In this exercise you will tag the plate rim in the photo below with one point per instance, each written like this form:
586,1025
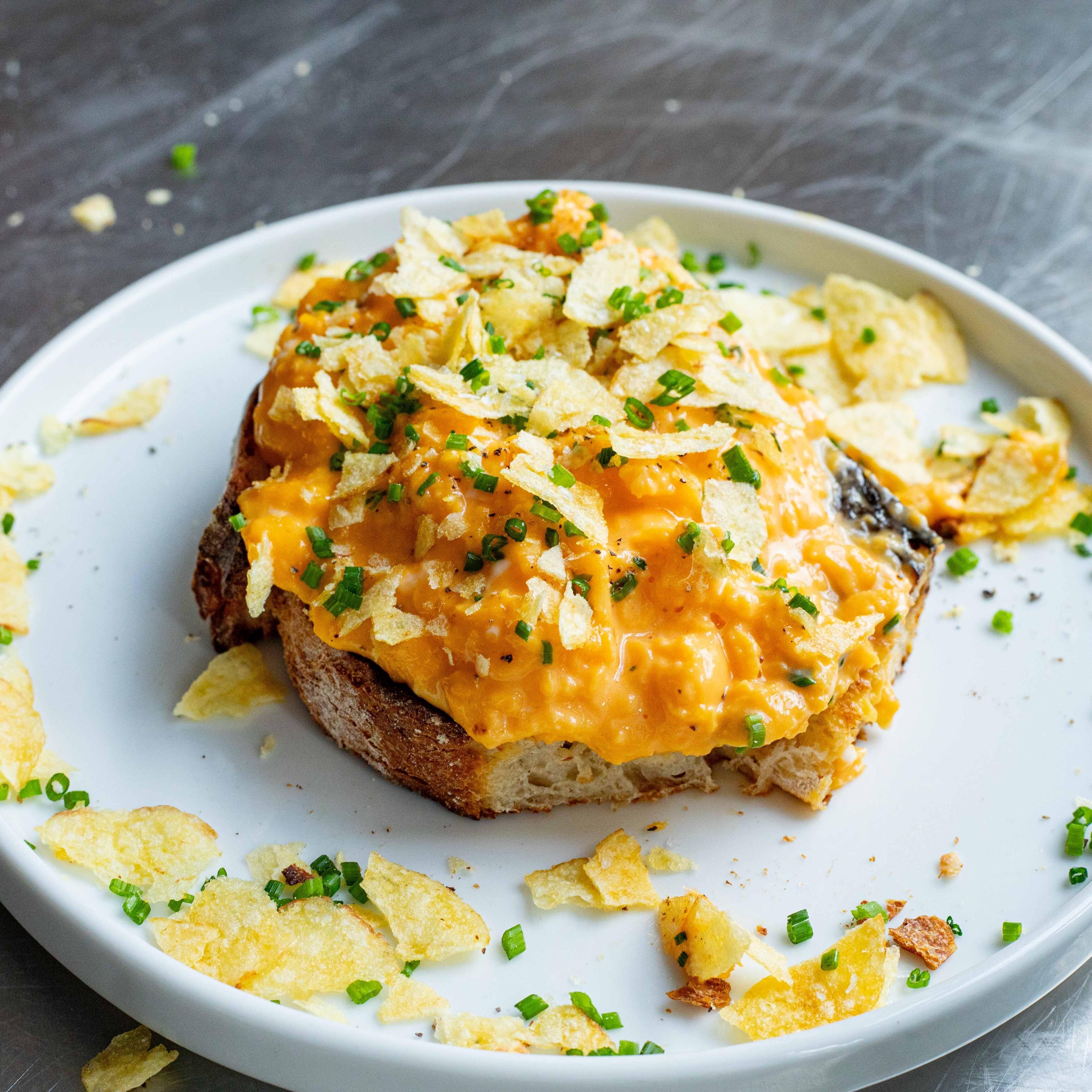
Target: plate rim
201,1014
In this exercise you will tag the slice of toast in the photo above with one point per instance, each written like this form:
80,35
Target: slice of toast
417,746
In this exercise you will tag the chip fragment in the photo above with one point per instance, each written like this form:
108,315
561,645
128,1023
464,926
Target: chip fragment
234,684
137,407
429,920
160,850
928,937
127,1063
860,983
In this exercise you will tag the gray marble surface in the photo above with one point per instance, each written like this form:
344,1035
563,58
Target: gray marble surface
957,127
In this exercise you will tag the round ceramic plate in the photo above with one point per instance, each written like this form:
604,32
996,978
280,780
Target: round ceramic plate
991,740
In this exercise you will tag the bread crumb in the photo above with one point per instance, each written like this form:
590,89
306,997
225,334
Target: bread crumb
950,865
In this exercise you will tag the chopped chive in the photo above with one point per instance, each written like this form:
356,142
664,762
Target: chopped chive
800,928
33,788
363,990
512,942
962,562
585,1004
638,413
57,787
740,468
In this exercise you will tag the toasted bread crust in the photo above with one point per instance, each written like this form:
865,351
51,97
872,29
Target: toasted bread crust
415,745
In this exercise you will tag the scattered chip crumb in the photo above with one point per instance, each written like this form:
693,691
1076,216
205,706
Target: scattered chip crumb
127,1063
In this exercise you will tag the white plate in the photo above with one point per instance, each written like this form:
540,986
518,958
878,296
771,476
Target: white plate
992,735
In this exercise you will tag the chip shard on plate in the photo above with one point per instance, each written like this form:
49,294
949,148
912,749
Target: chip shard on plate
128,1063
160,850
234,684
429,920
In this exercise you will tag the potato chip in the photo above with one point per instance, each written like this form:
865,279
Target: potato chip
230,931
566,883
930,938
667,861
21,475
15,601
566,1028
234,684
1016,472
1051,515
429,920
300,283
484,228
882,435
657,235
94,213
581,504
572,403
648,336
22,737
860,983
269,861
720,380
135,408
506,1035
128,1063
711,994
824,376
635,444
735,509
361,472
774,324
703,940
900,351
322,403
595,279
321,947
161,850
619,873
946,336
411,1000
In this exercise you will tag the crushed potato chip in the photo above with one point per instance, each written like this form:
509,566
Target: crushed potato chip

= = =

** Requirements **
Transcribe each entry above exactly, apart from the pictures.

** The completed task **
In this exercise you will tag the plate rim in the photo below with one point per instance, each written like this form:
586,1025
Target: plate rim
201,1014
In this exercise you will tag the slice of toast in the photo above with one point per instance, each written like this form:
80,35
Target: slice of toast
417,746
In this exercise you will tag the chip fragment in the photo above with one point per instance, each written like this form:
108,315
561,645
128,1023
464,926
Target: chip fragment
234,684
137,407
429,920
160,850
928,937
127,1063
860,983
In this exercise you will tag the gray marble surface in the photo above with one point per instance, each written like this form:
344,1035
563,58
Target: gray marble surface
957,127
In this exercise you will tag the round ceramic plate in the photo above with one point per instance, each written like this form:
604,32
996,978
280,780
Target: round ceramic plate
991,740
In this exercise you will tag the bread crumb in the photo above with one point per instance, each written like this form:
590,89
306,997
225,334
Target: bread crumb
950,865
In this exercise you will tag the chopped chive in the photo above with one point per instance, each written like this form:
356,142
664,762
Target: chopped chive
800,928
33,788
363,990
512,942
962,562
585,1004
638,413
57,787
740,468
In this exercise you will tag the toasted bread crust in the photo above with one point per instance, each written like this form:
865,351
51,97
872,29
Target: toasted bread crust
415,745
In this exercise you will tag the scattered chip crumb in the photo above with one point per instance, each written like this form:
693,691
1076,216
205,706
Target: scattered chip crumb
127,1063
In this exercise you will tag the white plate in the photo above with one point per instance, each written like this form:
540,986
518,958
878,296
771,476
Target: white plate
992,735
In this exercise you will tag the chip shard on plate in the photo above with one point per instance, each written like this form:
49,294
949,148
912,749
Target: chip shard on plate
128,1063
160,850
234,684
429,920
In this exercise you will tag the potato chip in the photo above with one point per instance, each written like this form:
865,279
Target: potato chip
230,931
566,883
930,938
667,861
21,475
15,601
566,1028
234,684
1016,472
1051,515
429,920
300,283
484,228
882,435
657,235
94,213
581,504
572,403
648,336
22,737
860,983
269,861
720,380
135,408
506,1035
128,1063
711,994
824,376
635,444
735,509
361,472
774,324
703,940
900,351
322,403
595,279
321,947
161,850
619,873
946,336
411,1000
In this exercise you will tag the crushed potato chip in the photo above with one point per instance, each written like this form:
509,566
Target: crushed potato chip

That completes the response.